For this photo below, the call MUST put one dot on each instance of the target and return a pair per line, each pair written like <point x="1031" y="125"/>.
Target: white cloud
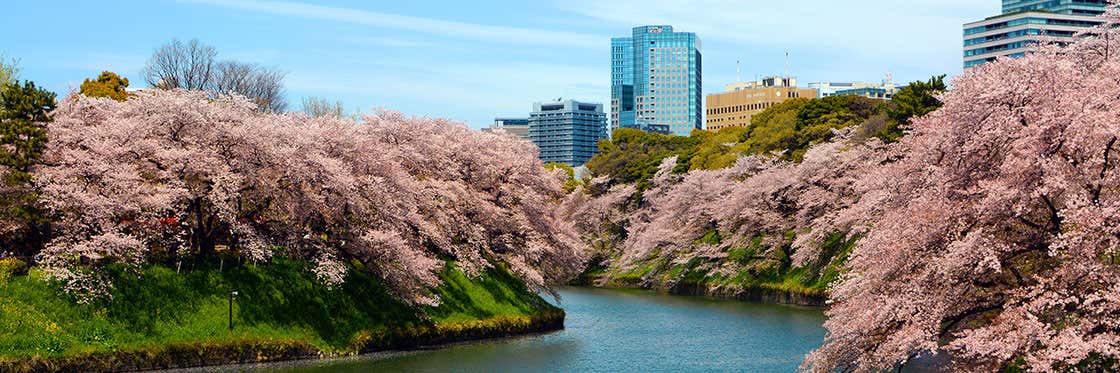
<point x="442" y="28"/>
<point x="902" y="30"/>
<point x="473" y="92"/>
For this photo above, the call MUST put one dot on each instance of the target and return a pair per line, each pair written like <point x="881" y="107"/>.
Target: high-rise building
<point x="1062" y="7"/>
<point x="882" y="91"/>
<point x="567" y="131"/>
<point x="743" y="101"/>
<point x="655" y="78"/>
<point x="516" y="127"/>
<point x="1015" y="31"/>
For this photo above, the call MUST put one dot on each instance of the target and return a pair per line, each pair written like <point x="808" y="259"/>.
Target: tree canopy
<point x="25" y="110"/>
<point x="106" y="85"/>
<point x="174" y="175"/>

● ● ●

# Required work
Leave out the pictures and retype every line above exactly.

# Solution to the problem
For this photo below, the call MUST put one dot on each instance of the target and return a pair per line, each pair written like <point x="1031" y="125"/>.
Target: white cloud
<point x="442" y="28"/>
<point x="902" y="30"/>
<point x="473" y="92"/>
For this photo above, the call MUST put one dot on each instance of the target and return a pair per line, each pair written like <point x="881" y="107"/>.
Target: high-rise building
<point x="1062" y="7"/>
<point x="882" y="91"/>
<point x="567" y="131"/>
<point x="743" y="101"/>
<point x="655" y="78"/>
<point x="516" y="127"/>
<point x="1015" y="31"/>
For this photo above, the call MUST put one dot on each instance of the target and return a pair per line, each pair written like <point x="808" y="259"/>.
Target: tree canopy
<point x="25" y="110"/>
<point x="106" y="85"/>
<point x="174" y="175"/>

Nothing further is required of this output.